#### [Exercise]
Records follow. Select each line holding "plush".

(Records drawn from a dataset)
▼
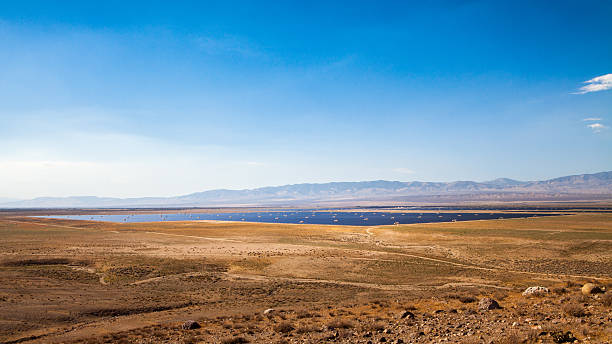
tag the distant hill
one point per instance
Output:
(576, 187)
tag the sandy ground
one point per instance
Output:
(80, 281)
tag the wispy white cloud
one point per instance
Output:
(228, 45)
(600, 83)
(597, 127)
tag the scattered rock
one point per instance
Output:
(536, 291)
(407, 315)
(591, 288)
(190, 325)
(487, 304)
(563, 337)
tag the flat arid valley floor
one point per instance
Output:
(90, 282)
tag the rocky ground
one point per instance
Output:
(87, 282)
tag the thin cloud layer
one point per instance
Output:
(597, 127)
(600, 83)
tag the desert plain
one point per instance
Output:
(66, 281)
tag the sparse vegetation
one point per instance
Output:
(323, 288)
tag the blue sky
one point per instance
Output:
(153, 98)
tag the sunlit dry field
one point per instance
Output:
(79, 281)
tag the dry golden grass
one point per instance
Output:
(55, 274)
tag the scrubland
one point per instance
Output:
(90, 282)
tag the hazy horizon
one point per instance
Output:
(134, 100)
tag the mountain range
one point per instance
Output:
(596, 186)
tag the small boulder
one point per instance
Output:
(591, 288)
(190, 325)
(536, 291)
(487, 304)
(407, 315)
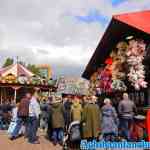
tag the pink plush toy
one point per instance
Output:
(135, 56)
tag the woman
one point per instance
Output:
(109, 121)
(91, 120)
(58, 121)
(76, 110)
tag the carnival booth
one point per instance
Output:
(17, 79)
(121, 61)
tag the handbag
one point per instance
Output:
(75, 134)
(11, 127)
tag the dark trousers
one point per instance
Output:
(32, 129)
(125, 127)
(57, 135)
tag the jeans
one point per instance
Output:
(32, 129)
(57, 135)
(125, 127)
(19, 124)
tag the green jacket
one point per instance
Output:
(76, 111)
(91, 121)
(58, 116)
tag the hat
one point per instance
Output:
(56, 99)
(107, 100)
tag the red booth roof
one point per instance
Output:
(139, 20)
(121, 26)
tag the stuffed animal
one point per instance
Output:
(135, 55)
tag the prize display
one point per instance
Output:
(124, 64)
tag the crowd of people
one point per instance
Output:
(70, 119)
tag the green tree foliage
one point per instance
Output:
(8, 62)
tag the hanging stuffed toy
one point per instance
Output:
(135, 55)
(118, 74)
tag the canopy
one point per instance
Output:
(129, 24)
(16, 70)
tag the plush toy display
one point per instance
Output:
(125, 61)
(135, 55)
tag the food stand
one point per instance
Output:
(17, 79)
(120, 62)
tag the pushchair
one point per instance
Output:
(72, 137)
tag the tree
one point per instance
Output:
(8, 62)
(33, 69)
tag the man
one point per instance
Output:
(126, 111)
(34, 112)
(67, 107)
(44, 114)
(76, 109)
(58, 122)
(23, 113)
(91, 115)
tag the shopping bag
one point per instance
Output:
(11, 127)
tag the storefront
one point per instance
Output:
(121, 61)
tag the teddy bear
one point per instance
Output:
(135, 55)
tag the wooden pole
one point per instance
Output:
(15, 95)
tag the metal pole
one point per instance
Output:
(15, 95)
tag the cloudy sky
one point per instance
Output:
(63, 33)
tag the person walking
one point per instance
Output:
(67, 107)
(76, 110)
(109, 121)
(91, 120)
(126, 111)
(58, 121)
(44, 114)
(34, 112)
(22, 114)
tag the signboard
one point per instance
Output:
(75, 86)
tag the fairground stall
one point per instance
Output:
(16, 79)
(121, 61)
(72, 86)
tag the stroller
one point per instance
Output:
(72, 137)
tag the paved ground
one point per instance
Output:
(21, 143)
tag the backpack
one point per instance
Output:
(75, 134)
▲
#### [Answer to this task]
tag the pink plush toy
tag the plush toy display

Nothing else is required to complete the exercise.